#### [Quoted passage]

_ _ _

If you’ve been reading my blog for any length of time, you’ve likely heard me talk about short-chain fatty acids (SCFAs). SCFAs, particularly butyrate, are often depleted in states of gut dysbiosis and chronic disease.
But SCFAs are just one of three major categories of gut metabolites. The other two categories – tryptophan metabolites and bile acids – play equally important roles in maintaining gut health. And it’s about time that I featured them on the blog!
In this first article, I’ll be covering what tryptophan is and introducing the three major pathways of tryptophan metabolism. In the next few articles in the series, I’ll go into each pathway in more detail and discuss the importance of balance among the three pathways. I’ll also talk about how this balance becomes skewed in chronic disease states, and of course, how we might use this information to restore balance and support gut and overall health. Let’s dive in!

_ _ _

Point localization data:
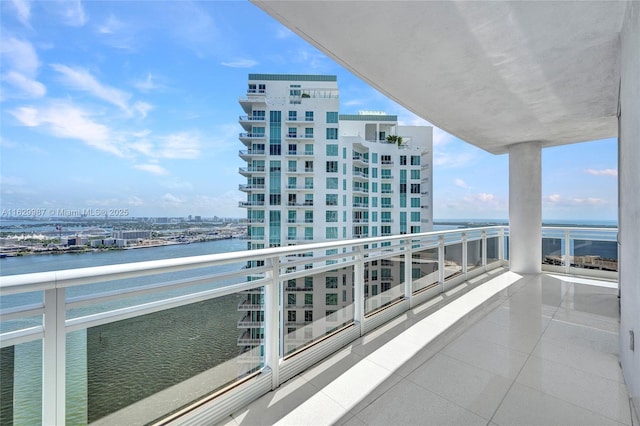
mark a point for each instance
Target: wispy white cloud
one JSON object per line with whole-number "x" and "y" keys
{"x": 182, "y": 145}
{"x": 152, "y": 168}
{"x": 72, "y": 12}
{"x": 19, "y": 55}
{"x": 64, "y": 120}
{"x": 282, "y": 32}
{"x": 603, "y": 172}
{"x": 240, "y": 63}
{"x": 177, "y": 183}
{"x": 110, "y": 26}
{"x": 81, "y": 79}
{"x": 142, "y": 108}
{"x": 482, "y": 197}
{"x": 23, "y": 11}
{"x": 461, "y": 183}
{"x": 21, "y": 63}
{"x": 559, "y": 200}
{"x": 147, "y": 84}
{"x": 452, "y": 159}
{"x": 30, "y": 88}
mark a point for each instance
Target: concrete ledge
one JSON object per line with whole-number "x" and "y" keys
{"x": 337, "y": 398}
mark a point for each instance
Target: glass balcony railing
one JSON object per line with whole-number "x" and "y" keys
{"x": 576, "y": 250}
{"x": 139, "y": 342}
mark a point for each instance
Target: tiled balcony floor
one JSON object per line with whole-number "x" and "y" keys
{"x": 541, "y": 352}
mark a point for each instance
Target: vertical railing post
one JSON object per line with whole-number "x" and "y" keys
{"x": 358, "y": 287}
{"x": 272, "y": 337}
{"x": 464, "y": 255}
{"x": 501, "y": 244}
{"x": 567, "y": 251}
{"x": 408, "y": 275}
{"x": 53, "y": 358}
{"x": 441, "y": 262}
{"x": 484, "y": 249}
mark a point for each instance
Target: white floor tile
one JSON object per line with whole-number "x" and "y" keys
{"x": 409, "y": 404}
{"x": 489, "y": 356}
{"x": 472, "y": 388}
{"x": 527, "y": 406}
{"x": 608, "y": 398}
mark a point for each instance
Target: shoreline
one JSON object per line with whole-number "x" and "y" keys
{"x": 84, "y": 250}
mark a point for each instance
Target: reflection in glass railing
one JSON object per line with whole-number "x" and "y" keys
{"x": 424, "y": 269}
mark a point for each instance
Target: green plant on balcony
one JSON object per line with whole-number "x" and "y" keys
{"x": 394, "y": 139}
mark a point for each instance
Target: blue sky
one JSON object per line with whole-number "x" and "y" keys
{"x": 135, "y": 105}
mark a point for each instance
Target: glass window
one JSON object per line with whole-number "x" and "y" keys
{"x": 332, "y": 133}
{"x": 331, "y": 282}
{"x": 332, "y": 232}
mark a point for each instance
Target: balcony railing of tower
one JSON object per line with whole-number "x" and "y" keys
{"x": 96, "y": 318}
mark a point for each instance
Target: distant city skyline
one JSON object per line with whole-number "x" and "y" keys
{"x": 134, "y": 105}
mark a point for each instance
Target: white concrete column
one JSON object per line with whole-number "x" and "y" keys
{"x": 525, "y": 208}
{"x": 629, "y": 202}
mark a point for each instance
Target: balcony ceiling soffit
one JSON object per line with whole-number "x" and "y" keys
{"x": 490, "y": 73}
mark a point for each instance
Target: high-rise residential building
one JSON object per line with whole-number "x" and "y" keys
{"x": 313, "y": 175}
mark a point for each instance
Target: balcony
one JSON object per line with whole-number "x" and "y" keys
{"x": 248, "y": 171}
{"x": 464, "y": 339}
{"x": 251, "y": 187}
{"x": 246, "y": 154}
{"x": 248, "y": 136}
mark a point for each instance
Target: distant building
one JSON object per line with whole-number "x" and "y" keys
{"x": 312, "y": 175}
{"x": 132, "y": 235}
{"x": 108, "y": 242}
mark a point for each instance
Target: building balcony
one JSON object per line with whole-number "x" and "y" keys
{"x": 248, "y": 121}
{"x": 249, "y": 188}
{"x": 247, "y": 154}
{"x": 300, "y": 188}
{"x": 248, "y": 136}
{"x": 251, "y": 203}
{"x": 300, "y": 204}
{"x": 248, "y": 171}
{"x": 300, "y": 153}
{"x": 467, "y": 341}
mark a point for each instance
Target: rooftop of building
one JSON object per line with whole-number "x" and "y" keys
{"x": 541, "y": 350}
{"x": 292, "y": 77}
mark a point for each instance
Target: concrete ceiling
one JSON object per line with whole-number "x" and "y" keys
{"x": 491, "y": 73}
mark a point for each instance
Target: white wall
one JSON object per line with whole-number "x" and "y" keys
{"x": 629, "y": 200}
{"x": 525, "y": 208}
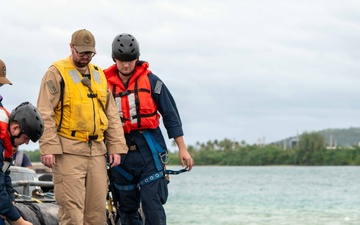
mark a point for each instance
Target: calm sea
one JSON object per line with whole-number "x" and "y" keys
{"x": 270, "y": 195}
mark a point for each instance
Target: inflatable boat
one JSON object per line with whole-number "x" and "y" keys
{"x": 34, "y": 197}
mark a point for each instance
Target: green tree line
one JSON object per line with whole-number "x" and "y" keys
{"x": 310, "y": 149}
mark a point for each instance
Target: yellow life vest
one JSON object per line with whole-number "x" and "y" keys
{"x": 80, "y": 113}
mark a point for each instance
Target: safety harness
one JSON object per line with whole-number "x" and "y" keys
{"x": 160, "y": 158}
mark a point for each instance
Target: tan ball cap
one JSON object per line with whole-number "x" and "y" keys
{"x": 3, "y": 79}
{"x": 84, "y": 41}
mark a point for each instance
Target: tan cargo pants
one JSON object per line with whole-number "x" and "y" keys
{"x": 80, "y": 188}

_ _ _

#### [Tasks to perform]
A. In the gut metabolite text above, what are the three major categories of gut metabolites?
B. Condense the paragraph of the gut metabolite text that begins "In this first article" into a short bulleted list that keeps its main points.
C. Carry on the gut metabolite text from its last sentence, starting with what tryptophan is.

#### [Results for each task]
A. Short-chain fatty acids, tryptophan metabolites, and bile acids.

B.
- This article: what tryptophan is and the three major pathways of tryptophan metabolism
- Next articles: each pathway in more detail and the importance of balance among the three
- How that balance becomes skewed in chronic disease
- How to use this information to restore balance and support gut and overall health

C.
What is tryptophan?
Meet tryptophan. Tryptophan is an amino acid – one of the many building blocks of protein in our body.
Tryptophan is also an important precursor to a number of other compounds in the body, including:
- melatonin, a hormone that regulates sleep-wake cycles
- niacin (vitamin B3), a nutrient that helps the body turn food into usable energy, and
- serotonin, a neurotransmitter that plays a role in mood regulation and gut motility
As we’ll see, tryptophan is also a precursor to many other metabolites in the gut.
Getting adequate tryptophan: the importance of protein for gut health
Tryptophan is an essential amino acid, which means our body can’t synthesize it and we need a regular supply in our diet.
So where do we get tryptophan? Tryptophan can be found in most proteins, so a deficiency of tryptophan is most often due to inadequate dietary protein intake. In general, animal proteins tend to have higher amounts of tryptophan than plant proteins. While tryptophan can be taken in supplement form, it is best to get it as part of the complete protein in whole foods.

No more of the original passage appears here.